==== PROVIDED TEXT ====
Since the initial observations several other worlds have been discovered using direct imaging, including a system of three planets around the star HR 8799 also discovered with Gemini. However, the planets around HR 8799 orbit much closer to their host star.

The team’s recent work on 1RXS 1609 also verified that no additional large planets (between 1-8 Jupiter masses) are present in the system closer to the star. Future observations may shed light on the origin of this mysterious far-out planet. In particular, in a few years, it should be to possible to detect a slight difference in motion between the planet and its star due to their mutual orbit. Co-author Marten van Kerkwijk (University of Toronto) notes that the difference will be “very small,” since the fastest possible orbital period is more than one thousand years. But he adds that by using Gemini it should be possible to measure a very precise velocity of the planet relative to its host. This will show whether the planet is likely on a roughly circular orbit, as would be expected if it really formed far from its host star, or whether it is in a very non-circular or even unbound orbit, as could be the case if it formed closer to its star, but was kicked out in a close encounter with another planet.

The host star is located about 500 light-years away in a group of young stars called the Upper Scorpius association that formed about five million years ago. The original survey studied more than 85 stars in this association. The planet has an estimated temperature of about 1800 Kelvin (about 1500 degrees Celsius) and is much hotter than Jupiter, which has a atmospheric cloud-top temperature of about 160 Kelvin (-110 degrees Celsius). The host star has an estimated mass of about 85% that of our Sun. The young age of the system explains the high temperature of the planet. The contraction of the planet under its own gravity during its formation quickly raised its temperature to thousands of degrees. Once this contraction phase is over, the planet slowly cools down by radiating infrared light. In billions of years, the planet will eventually reach a temperature similar to that of Jupiter.

The observations used the Near-Infrared Imager (NIRI) and the Altair adaptive optics system on the Gemini North telescope. Adaptive optics allows scientists to remove much of the distortions caused by our atmosphere and dramatically sharpen views of space. “Without adaptive optics, we would simply have been unable to see this planet,” says Lafrenière. “The atmosphere blurs the image of a star so much that it extends over and is much brighter than the image of a faint planet around it, rendering the planet undetectable. Adaptive optics removes this blurring and provides a better view of faint objects very close to stars.”
==== DATA ====
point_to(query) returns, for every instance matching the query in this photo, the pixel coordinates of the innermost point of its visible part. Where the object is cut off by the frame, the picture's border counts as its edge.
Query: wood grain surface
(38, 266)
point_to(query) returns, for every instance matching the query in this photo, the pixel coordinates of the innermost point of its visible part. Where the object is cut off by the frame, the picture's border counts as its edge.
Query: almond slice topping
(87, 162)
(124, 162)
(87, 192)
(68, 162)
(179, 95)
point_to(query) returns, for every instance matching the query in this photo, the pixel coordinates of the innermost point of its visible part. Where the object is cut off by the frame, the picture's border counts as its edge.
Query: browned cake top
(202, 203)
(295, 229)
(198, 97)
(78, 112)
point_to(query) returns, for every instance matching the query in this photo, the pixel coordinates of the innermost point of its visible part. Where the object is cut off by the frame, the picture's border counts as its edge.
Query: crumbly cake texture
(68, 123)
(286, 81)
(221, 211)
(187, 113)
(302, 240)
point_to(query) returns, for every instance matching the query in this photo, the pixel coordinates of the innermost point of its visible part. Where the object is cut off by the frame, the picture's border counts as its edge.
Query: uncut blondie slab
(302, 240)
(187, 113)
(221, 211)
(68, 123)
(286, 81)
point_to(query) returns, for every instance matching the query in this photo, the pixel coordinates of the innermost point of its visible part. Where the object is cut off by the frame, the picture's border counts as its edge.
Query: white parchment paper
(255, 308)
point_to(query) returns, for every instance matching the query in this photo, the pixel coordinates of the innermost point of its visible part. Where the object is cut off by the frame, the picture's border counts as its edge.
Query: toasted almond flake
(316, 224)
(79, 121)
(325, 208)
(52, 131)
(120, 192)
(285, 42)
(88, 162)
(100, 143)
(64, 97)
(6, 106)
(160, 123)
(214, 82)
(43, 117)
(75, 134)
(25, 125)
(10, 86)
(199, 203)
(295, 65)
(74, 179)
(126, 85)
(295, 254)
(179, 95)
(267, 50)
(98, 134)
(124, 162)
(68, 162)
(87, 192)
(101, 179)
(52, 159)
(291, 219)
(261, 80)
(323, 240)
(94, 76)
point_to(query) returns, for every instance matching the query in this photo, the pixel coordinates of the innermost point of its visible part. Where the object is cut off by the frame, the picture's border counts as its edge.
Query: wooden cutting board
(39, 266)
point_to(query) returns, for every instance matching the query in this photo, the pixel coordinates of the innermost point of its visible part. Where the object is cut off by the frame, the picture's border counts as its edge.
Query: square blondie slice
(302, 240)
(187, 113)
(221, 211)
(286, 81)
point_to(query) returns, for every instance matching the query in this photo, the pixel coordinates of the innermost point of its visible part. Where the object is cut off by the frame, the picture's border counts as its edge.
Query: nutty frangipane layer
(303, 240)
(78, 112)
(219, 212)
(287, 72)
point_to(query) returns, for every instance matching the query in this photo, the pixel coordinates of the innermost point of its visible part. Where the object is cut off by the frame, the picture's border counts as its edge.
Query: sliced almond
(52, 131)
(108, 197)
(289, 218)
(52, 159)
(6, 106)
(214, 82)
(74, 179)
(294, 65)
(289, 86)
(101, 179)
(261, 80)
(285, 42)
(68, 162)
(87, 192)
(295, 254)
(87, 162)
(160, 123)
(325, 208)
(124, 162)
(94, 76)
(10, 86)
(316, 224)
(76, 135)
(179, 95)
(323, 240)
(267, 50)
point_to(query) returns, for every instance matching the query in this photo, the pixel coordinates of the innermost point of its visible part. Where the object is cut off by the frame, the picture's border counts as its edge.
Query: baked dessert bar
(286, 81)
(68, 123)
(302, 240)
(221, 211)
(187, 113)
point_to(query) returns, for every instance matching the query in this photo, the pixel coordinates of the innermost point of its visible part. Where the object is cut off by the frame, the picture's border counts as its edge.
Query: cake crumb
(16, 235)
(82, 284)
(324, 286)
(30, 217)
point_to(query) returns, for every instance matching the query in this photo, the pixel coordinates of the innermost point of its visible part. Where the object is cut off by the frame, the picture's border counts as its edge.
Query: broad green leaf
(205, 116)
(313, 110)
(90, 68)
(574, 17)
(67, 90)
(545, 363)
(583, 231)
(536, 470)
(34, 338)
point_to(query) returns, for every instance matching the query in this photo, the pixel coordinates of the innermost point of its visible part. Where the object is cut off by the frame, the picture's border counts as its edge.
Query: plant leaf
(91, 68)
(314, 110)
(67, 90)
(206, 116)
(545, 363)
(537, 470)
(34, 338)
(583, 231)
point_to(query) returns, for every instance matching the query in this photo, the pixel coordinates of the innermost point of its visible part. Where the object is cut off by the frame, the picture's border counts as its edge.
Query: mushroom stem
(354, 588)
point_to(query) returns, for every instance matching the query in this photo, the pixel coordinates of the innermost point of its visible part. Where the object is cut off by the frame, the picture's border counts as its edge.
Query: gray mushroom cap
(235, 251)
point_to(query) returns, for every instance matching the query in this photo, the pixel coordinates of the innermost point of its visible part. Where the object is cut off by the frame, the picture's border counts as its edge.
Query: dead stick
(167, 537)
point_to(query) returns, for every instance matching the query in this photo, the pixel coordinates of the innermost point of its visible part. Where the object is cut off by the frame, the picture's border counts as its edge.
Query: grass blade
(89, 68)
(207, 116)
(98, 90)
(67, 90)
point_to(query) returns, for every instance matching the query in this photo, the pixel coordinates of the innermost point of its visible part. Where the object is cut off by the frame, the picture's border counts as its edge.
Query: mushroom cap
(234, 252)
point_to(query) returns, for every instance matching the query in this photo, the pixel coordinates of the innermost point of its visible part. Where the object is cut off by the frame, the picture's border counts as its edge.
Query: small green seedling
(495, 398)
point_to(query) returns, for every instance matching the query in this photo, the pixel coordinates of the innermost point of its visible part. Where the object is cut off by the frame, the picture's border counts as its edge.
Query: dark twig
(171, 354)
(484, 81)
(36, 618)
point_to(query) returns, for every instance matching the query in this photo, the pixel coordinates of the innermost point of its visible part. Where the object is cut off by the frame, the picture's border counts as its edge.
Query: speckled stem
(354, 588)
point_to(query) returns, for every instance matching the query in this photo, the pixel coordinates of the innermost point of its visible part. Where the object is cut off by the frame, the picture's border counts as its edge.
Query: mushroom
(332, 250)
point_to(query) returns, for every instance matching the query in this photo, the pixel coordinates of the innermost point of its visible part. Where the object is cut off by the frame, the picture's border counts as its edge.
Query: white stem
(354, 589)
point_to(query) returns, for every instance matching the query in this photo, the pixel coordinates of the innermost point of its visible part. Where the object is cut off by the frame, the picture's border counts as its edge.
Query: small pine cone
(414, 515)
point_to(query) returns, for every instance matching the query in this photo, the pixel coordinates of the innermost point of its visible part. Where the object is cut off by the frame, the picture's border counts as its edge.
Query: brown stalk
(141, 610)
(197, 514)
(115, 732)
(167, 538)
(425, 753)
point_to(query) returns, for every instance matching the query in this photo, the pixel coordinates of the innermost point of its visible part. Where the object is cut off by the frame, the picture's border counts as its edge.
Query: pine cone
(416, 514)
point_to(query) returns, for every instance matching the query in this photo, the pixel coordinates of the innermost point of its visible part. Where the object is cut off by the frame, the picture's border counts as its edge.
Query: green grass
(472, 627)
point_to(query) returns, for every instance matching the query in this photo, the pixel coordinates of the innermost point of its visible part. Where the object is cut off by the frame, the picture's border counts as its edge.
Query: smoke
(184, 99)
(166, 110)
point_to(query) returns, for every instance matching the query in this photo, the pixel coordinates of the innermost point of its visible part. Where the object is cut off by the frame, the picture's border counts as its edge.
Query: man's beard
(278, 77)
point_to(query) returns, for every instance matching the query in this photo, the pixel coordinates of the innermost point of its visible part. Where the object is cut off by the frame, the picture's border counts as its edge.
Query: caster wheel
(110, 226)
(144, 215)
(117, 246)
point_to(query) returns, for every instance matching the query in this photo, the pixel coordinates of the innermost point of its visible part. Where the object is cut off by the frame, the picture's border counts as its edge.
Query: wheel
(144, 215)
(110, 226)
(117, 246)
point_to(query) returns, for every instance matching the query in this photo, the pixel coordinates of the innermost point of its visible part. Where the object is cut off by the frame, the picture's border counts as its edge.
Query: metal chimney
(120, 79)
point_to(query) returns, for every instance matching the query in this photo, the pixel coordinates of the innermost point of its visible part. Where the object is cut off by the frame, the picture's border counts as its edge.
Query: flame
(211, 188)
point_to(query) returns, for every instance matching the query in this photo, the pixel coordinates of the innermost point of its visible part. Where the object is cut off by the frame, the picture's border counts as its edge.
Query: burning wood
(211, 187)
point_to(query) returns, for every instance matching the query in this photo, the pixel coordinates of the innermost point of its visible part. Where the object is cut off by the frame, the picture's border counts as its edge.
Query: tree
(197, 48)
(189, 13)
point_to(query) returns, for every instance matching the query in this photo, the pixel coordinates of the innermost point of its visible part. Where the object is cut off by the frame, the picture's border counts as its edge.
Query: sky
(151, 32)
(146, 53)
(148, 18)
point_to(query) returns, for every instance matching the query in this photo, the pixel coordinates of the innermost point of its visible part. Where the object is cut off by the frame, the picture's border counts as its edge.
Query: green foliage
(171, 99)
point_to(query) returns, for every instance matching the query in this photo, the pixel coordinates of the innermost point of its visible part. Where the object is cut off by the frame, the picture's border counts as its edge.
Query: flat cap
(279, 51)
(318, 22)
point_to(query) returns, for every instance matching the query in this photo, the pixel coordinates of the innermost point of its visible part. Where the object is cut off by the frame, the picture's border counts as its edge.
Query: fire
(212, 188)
====
## WHAT THIS TASK INVOLVES
List the pieces of observing equipment that the last paragraph of the text about the far-out planet around 1RXS 1609 names. The entries have no role in what comes next.

## OUTPUT OF THE TASK
- The Near-Infrared Imager (NIRI)
- The Altair adaptive optics system
- The Gemini North telescope